_WHAT THE EXERCISE ASKS_
Within the entries below, the lines from the one with "of the dirt" through the one with "x=102, y=283" are to be set down exactly, both ends kept.

_TASK DATA_
Segment Open
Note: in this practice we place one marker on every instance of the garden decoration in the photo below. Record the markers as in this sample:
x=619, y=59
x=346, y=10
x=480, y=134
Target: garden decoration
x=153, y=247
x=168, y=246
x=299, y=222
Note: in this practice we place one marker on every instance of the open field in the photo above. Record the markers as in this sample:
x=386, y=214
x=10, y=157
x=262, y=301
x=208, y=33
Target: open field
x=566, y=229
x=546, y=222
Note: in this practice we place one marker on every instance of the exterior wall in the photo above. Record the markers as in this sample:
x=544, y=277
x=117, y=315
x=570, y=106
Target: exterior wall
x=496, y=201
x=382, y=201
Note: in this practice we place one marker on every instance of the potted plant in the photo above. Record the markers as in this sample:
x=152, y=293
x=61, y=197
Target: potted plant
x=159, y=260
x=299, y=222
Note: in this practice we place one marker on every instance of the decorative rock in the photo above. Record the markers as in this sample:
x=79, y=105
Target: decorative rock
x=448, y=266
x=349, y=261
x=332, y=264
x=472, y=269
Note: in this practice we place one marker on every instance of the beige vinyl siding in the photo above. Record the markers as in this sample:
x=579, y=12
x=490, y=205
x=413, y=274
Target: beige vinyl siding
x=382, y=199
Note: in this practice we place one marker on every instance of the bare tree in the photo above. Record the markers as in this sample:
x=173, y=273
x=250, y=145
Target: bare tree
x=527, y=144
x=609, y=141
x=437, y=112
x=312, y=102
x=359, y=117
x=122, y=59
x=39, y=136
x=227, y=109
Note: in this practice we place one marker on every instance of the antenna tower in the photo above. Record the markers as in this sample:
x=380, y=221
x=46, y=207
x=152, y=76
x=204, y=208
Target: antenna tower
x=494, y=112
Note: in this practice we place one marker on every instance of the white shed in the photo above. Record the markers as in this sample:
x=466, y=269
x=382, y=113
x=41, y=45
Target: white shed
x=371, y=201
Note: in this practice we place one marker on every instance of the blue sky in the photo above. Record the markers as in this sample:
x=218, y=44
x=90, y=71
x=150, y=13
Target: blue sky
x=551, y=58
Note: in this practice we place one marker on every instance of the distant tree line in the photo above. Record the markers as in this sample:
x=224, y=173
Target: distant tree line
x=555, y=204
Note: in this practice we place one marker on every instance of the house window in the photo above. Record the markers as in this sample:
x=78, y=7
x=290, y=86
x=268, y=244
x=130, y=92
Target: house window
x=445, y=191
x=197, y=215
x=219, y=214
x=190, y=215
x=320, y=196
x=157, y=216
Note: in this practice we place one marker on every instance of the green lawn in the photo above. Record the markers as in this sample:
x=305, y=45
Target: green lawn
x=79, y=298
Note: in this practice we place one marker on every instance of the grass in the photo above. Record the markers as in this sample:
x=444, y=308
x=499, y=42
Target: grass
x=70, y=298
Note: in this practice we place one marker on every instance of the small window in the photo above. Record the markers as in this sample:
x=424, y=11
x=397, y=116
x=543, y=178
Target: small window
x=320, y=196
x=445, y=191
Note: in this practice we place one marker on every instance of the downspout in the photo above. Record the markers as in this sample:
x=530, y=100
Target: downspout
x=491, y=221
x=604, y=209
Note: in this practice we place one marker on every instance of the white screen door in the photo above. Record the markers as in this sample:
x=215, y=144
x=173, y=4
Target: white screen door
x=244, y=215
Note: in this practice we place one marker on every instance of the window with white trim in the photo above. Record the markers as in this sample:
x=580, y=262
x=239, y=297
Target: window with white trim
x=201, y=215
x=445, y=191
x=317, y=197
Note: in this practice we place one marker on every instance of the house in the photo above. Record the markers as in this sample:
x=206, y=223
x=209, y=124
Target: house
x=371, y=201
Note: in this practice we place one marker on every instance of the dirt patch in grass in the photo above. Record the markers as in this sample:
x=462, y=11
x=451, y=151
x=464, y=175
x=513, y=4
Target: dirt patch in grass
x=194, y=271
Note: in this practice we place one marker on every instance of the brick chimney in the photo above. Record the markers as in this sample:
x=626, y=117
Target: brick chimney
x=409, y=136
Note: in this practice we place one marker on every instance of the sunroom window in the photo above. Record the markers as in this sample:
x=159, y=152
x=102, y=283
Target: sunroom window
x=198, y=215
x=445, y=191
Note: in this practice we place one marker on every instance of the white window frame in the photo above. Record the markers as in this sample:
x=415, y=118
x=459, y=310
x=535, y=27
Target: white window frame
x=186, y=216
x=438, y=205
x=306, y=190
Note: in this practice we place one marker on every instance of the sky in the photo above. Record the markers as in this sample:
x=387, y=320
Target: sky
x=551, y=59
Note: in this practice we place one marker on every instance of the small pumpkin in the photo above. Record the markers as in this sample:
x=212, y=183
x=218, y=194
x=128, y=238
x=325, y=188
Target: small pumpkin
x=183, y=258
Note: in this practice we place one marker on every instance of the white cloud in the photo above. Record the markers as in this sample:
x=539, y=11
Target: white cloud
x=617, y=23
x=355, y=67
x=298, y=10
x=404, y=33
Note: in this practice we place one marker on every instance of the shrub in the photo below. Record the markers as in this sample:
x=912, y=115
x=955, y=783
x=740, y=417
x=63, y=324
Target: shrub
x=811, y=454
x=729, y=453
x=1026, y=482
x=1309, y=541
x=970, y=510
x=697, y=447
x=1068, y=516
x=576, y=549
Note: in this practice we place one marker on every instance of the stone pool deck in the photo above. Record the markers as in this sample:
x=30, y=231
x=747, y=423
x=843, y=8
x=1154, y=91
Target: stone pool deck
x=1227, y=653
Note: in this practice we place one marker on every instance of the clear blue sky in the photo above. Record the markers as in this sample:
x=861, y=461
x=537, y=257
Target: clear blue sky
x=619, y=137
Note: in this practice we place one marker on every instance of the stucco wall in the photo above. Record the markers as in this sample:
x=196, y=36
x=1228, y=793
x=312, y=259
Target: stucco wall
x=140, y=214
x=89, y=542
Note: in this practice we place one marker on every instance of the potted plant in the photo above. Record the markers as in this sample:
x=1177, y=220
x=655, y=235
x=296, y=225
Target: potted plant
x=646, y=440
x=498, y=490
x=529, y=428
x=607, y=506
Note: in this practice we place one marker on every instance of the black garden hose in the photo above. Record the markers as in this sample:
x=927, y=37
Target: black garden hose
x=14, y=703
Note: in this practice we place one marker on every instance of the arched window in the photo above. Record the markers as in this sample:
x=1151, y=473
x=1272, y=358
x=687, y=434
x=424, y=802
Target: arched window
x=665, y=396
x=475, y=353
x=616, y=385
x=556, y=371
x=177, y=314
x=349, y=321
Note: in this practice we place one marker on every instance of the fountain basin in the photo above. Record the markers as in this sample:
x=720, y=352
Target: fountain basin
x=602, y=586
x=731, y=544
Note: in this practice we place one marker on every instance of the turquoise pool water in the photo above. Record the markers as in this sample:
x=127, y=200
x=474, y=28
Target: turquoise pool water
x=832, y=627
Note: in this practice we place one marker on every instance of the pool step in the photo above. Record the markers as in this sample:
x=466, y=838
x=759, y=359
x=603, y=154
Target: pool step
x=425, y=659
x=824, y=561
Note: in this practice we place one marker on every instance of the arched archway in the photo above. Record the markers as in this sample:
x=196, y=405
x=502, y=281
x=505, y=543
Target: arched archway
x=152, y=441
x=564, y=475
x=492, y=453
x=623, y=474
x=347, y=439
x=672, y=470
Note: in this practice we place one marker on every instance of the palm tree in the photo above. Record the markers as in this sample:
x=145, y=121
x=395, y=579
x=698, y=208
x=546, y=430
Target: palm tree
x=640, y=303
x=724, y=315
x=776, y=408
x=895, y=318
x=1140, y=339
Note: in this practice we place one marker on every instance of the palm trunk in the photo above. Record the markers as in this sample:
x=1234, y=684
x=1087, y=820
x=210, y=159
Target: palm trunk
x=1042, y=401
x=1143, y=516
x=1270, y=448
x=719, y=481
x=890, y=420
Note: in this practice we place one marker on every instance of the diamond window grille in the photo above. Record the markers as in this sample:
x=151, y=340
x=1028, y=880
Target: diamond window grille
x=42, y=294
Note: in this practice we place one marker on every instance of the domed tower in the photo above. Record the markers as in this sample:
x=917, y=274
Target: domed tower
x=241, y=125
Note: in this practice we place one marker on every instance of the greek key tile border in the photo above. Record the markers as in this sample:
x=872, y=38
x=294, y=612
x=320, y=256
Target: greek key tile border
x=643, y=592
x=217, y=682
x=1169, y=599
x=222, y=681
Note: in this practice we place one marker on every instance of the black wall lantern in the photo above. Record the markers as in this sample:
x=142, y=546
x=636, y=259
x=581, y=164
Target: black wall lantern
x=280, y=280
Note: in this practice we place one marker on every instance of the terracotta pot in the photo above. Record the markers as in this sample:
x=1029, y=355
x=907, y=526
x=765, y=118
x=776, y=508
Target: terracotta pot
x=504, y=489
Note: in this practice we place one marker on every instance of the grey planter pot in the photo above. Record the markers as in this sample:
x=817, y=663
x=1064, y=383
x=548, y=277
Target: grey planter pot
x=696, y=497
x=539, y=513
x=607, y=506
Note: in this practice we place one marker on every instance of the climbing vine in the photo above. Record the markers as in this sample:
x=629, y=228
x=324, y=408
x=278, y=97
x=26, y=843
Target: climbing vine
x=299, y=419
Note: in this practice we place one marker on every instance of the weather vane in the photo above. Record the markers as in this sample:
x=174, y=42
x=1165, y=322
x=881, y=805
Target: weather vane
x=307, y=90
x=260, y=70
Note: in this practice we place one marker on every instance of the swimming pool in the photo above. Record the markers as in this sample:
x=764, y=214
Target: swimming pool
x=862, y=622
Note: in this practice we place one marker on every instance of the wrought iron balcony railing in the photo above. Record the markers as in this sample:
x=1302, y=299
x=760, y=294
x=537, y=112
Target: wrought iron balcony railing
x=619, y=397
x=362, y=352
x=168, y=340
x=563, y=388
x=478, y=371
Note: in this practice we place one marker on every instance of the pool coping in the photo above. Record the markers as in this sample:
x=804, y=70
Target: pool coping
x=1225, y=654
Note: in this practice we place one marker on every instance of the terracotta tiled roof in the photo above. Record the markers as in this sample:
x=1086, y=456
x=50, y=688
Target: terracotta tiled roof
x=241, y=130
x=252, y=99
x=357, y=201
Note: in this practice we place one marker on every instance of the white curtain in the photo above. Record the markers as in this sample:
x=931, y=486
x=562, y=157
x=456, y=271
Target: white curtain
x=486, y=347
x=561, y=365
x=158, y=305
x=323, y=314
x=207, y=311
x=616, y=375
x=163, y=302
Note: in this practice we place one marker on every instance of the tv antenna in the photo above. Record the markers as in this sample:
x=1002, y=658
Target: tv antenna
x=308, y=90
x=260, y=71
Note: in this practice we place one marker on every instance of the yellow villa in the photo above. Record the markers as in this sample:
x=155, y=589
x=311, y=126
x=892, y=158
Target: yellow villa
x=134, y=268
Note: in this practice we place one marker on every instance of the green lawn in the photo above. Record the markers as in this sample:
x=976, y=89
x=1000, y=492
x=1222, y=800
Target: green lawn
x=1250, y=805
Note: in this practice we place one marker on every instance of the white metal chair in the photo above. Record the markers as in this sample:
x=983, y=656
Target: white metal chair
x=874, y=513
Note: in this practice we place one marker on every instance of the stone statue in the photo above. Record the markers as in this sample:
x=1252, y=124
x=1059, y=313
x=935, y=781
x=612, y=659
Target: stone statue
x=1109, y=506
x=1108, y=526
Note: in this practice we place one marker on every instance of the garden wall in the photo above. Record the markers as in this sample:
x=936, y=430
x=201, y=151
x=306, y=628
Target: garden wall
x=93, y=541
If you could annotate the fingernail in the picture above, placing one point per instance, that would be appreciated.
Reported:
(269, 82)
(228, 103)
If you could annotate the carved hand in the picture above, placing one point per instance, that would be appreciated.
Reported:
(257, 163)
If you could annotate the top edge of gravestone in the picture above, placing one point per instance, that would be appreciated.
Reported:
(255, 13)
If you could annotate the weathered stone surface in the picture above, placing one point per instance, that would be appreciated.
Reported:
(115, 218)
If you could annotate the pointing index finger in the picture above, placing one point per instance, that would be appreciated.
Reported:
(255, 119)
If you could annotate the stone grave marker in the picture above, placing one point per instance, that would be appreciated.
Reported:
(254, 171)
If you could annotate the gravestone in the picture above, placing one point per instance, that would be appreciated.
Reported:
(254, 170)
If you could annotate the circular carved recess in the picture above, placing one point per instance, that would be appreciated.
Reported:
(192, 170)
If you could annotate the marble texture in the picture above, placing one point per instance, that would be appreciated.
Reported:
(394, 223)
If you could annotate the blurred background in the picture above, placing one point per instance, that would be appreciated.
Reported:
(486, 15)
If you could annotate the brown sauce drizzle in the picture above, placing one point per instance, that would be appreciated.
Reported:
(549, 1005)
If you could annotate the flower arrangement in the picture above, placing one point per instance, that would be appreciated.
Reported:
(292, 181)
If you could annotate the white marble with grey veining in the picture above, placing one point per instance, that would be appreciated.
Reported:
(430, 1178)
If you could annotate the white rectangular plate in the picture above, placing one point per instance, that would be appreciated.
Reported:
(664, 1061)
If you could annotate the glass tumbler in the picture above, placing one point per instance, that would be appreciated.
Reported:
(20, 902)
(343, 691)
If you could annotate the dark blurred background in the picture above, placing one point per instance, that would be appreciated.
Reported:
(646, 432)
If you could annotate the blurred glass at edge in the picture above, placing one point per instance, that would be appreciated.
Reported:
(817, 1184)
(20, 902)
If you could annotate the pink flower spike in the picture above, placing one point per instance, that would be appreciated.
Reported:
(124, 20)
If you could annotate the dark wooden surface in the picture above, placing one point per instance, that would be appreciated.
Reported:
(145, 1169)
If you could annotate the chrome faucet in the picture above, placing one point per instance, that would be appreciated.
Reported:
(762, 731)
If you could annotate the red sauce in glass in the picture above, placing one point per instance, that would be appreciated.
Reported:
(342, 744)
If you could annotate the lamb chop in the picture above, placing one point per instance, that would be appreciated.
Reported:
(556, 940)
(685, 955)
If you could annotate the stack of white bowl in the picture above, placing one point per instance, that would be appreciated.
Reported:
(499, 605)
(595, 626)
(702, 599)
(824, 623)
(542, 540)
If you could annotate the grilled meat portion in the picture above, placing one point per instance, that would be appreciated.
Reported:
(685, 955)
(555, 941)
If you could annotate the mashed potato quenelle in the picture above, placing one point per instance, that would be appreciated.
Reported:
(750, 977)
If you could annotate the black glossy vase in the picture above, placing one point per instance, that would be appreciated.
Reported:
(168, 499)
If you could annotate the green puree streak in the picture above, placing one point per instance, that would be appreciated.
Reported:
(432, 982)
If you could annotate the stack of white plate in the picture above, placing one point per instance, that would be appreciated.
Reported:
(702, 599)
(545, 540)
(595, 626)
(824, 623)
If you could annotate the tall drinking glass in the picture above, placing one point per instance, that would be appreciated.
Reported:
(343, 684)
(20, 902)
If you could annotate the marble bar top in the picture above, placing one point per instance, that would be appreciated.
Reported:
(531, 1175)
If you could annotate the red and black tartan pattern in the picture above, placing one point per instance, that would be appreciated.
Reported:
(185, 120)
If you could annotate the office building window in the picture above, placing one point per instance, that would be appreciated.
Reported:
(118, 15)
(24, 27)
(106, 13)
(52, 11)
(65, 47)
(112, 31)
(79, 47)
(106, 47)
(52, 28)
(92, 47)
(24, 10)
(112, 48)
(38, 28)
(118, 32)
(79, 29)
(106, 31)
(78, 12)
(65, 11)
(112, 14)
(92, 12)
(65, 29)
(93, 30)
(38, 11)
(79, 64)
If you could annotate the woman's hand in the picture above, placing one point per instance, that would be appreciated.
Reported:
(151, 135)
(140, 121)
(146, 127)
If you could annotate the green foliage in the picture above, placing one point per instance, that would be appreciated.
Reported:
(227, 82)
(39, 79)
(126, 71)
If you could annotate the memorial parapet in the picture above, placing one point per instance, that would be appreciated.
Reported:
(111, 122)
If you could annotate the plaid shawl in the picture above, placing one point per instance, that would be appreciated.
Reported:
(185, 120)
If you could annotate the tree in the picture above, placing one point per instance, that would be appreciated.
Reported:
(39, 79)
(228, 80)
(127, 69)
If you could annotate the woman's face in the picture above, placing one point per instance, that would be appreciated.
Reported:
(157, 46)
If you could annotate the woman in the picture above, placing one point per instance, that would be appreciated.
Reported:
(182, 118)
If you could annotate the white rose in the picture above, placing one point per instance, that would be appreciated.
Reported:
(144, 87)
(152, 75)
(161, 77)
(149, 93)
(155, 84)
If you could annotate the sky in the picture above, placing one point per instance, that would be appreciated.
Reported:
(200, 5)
Segment Closed
_OUTPUT OF THE TASK_
Note: in this practice we place one marker on every instance of the dirt patch in grass in the photo above. Record the markers as in this sample:
x=462, y=11
x=451, y=151
x=464, y=175
x=513, y=4
Target: dirt patch in grass
x=194, y=271
Note: in this practice we place one marker on every instance of the brick chimney in the photo above. Record the markers as in this sample:
x=626, y=117
Target: brick chimney
x=409, y=136
Note: in this practice we place one marker on every instance of the sunroom window in the photo above. Record the markers as in this sample:
x=159, y=152
x=102, y=283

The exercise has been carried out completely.